Source:
--------
To overcome this problem, we decided to remove the velocity-dependent features before applying the same experimental methodology. Table 8 below shows that in most of the cases, we achieved better test set accuracy than training or validation set accuracy. These training and cross-validation sets are actually similar to those under the generalized category as they have data from several participants.

The changes made by removing velocity and angular velocity-based features had a positive impact on classifier performance and we obtained near perfect to perfect accuracies for all of the cases. This proves that our assumption was true—velocity and angular velocity should not be included in datasets that are used to classify gestures performed by a specific individual. Based on this finding, we ran similar experiments on the generalized case after excluding the velocity-based features and found a slight decrease in accuracies.

7. Runtime Considerations

The recognition system was evaluated on an Intel Core i5 2.5 GHz processor with 8 GB RAM on a 64-bit Windows 8 operating system using the Weka machine learning tool. The recognition rates with SVM were 1.8 milliseconds per sample for the left-hand dataset, 0.65 milliseconds per sample for the right-hand dataset and 1.2 milliseconds per sample for the combined dataset. This gives us an average recognition rate of 1.22 milliseconds per sample. Although ANN had a higher training time, the recognition rate on the test sets was similar to that of SVM’s. Overall, this means we can have a thread that tests 500 samples per second; and at this rate, we should be able to achieve interactive rates with the recognition system. Thus, we can conclude that the classifiers were able to classify almost all of the test set samples quickly enough to allow interactive systems to be developed, with negligible misclassifications for the generalized case. It is important to note, that with these types of recognition rates, more complex compound gestures (gestures in parallel or in sequence) can be examined for interactivity.
--------
Given information:
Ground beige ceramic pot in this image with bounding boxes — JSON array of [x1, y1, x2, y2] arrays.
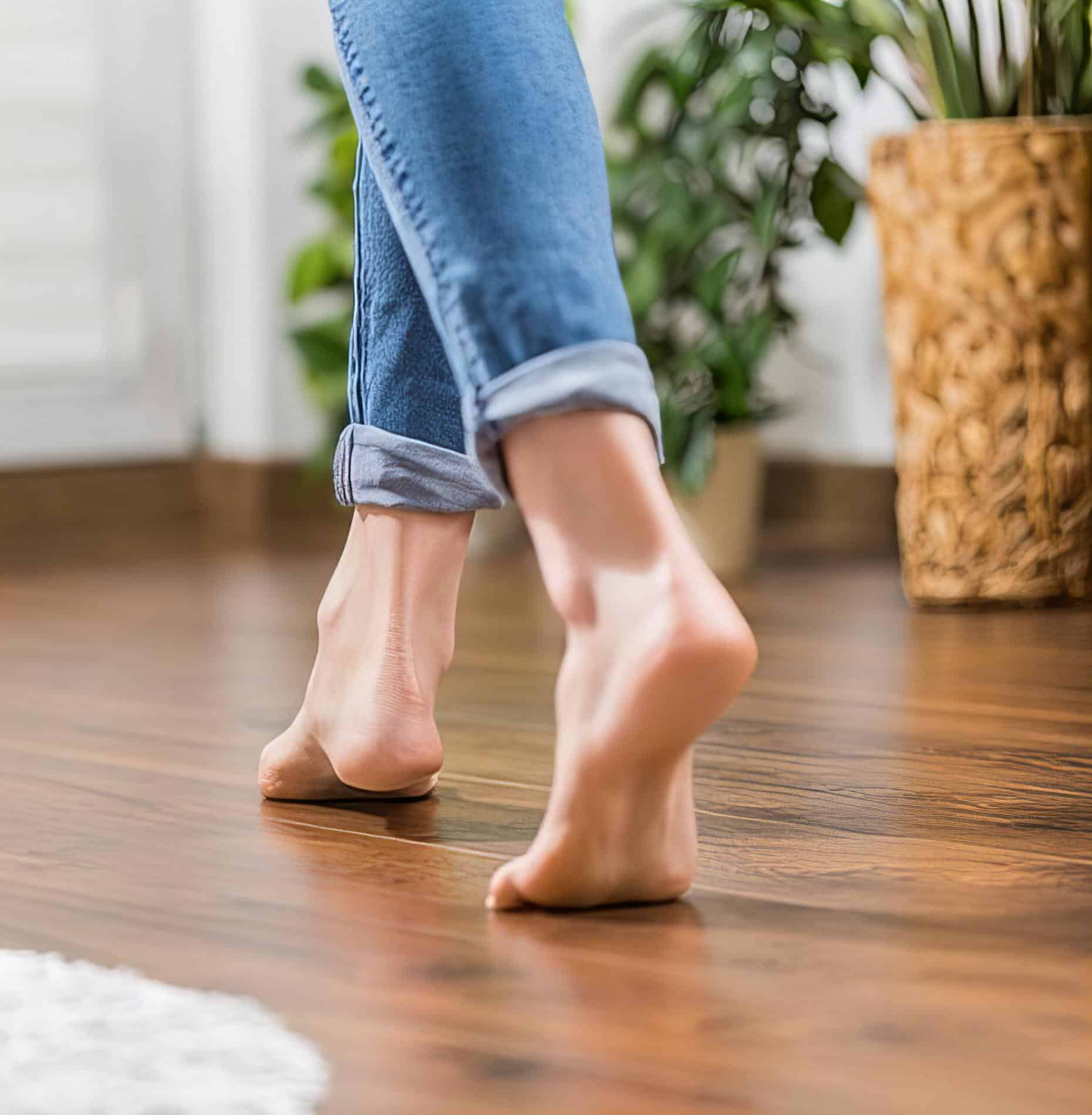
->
[[673, 423, 764, 581], [869, 117, 1092, 604]]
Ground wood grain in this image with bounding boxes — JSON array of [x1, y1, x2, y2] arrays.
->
[[0, 524, 1092, 1115]]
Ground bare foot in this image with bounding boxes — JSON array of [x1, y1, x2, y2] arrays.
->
[[486, 411, 756, 910], [258, 508, 474, 800]]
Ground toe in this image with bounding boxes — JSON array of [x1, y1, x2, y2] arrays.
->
[[485, 860, 525, 910]]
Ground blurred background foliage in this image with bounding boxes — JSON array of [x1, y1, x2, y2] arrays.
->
[[288, 6, 859, 488], [608, 6, 860, 491]]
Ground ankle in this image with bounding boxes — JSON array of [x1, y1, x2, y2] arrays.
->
[[318, 508, 474, 678]]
--------
Short exercise 1:
Translate this sentence from the gesture recognition excerpt into Spanish: "This gives us an average recognition rate of 1.22 milliseconds per sample."
Short exercise 2:
Retype the gesture recognition excerpt from "The changes made" to "decrease in accuracies.".

Correct answer 1:
Esto nos da una tasa media de reconocimiento de 1,22 milisegundos por muestra.

Correct answer 2:
The changes made by removing velocity and angular velocity-based features had a positive impact on classifier performance and we obtained near perfect to perfect accuracies for all of the cases. This proves that our assumption was true—velocity and angular velocity should not be included in datasets that are used to classify gestures performed by a specific individual. Based on this finding, we ran similar experiments on the generalized case after excluding the velocity-based features and found a slight decrease in accuracies.